+++ Record set +++

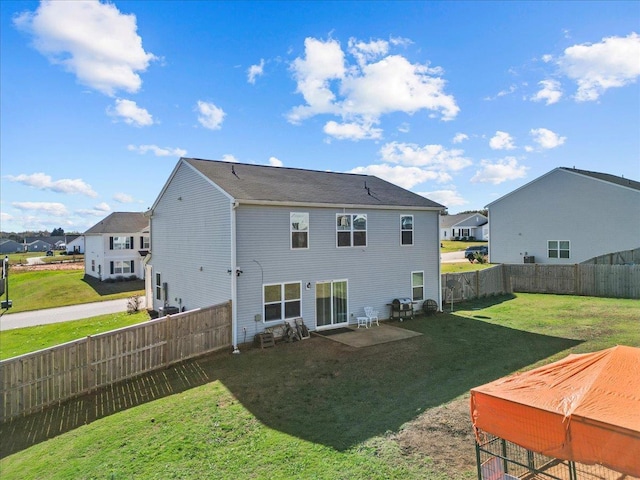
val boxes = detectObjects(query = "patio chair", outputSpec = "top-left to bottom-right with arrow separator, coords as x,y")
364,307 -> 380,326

+++
+++ Record set +++

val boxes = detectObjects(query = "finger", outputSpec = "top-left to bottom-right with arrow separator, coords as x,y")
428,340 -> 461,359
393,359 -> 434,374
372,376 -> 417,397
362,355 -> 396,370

+++
+++ Record set +++

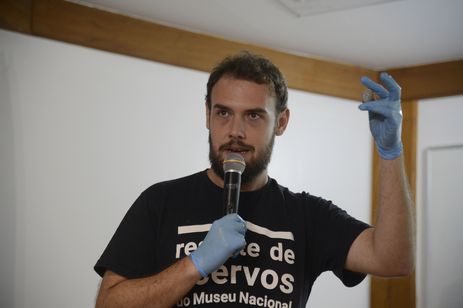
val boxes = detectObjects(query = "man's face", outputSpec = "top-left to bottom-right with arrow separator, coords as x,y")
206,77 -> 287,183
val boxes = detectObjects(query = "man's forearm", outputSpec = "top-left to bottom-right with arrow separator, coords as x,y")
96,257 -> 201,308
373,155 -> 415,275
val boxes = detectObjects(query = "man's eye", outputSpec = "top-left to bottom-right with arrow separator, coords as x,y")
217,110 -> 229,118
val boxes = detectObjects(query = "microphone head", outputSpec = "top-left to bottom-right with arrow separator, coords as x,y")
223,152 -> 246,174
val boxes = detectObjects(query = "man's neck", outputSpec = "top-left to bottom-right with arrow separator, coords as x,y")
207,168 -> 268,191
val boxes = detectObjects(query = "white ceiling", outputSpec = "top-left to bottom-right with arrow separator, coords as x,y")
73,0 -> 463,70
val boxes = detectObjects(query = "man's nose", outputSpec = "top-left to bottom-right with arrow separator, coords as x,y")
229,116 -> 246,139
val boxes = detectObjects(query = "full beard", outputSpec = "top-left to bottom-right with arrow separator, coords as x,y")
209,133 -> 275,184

+++

### Set task
Count the rows above in which the word "finger" appears, and give only the number.

### Exercise result
1